> Texto mostrado
____

Temo que la respuesta nos sumiría en el desconcierto y la incredulidad. Una inmensa, casi aplastante cantidad de periodistas y analistas políticos, de editores y propietarios de medios, de artistas e intelectuales, de profesionales y técnicos, de empresarios y financistas apoyaron los golpes de estado de febrero y noviembre de 1992. Y no sólo no impidieron el acceso al Poder de quien representa los peores y más aviesos designios de lo más oscuro y sórdido de la conciencia nacional: lo auparon, le prestaron su respaldo intelectual y financiero, lo convirtieron en mito popular y lo empujaron a hacerse cargo del Poder. Desde el que ha contribuido de la manera más eficaz al desastre que hoy vivimos y que está a punto de convertir en tragedia, sabe Dios cuán larga y prolongada.

____

> Datos mostrados
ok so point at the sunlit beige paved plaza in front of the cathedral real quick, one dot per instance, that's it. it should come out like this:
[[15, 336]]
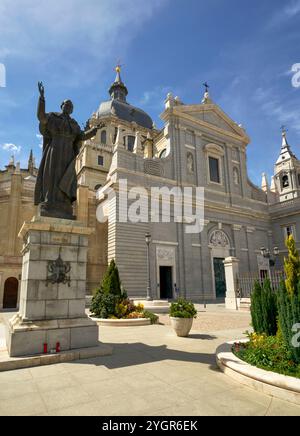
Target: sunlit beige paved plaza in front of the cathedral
[[151, 372]]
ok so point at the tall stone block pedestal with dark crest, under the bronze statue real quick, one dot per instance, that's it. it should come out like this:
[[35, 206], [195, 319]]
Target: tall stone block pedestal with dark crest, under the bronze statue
[[53, 288]]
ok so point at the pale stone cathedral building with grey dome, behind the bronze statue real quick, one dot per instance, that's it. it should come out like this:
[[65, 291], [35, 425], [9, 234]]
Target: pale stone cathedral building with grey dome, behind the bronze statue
[[199, 146]]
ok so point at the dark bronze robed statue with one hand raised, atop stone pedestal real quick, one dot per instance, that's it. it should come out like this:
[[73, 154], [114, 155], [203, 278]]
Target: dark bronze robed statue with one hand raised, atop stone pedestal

____

Sustituye "desconcierto" por "asombro" y copia el tramo del texto sobre los golpes de 1992 que va desde "Temo que la" hasta "larga y prolongada.". El listado es un material aparte, sin relación con el texto.

> Respuesta
Temo que la respuesta nos sumiría en el asombro y la incredulidad. Una inmensa, casi aplastante cantidad de periodistas y analistas políticos, de editores y propietarios de medios, de artistas e intelectuales, de profesionales y técnicos, de empresarios y financistas apoyaron los golpes de estado de febrero y noviembre de 1992. Y no sólo no impidieron el acceso al Poder de quien representa los peores y más aviesos designios de lo más oscuro y sórdido de la conciencia nacional: lo auparon, le prestaron su respaldo intelectual y financiero, lo convirtieron en mito popular y lo empujaron a hacerse cargo del Poder. Desde el que ha contribuido de la manera más eficaz al desastre que hoy vivimos y que está a punto de convertir en tragedia, sabe Dios cuán larga y prolongada.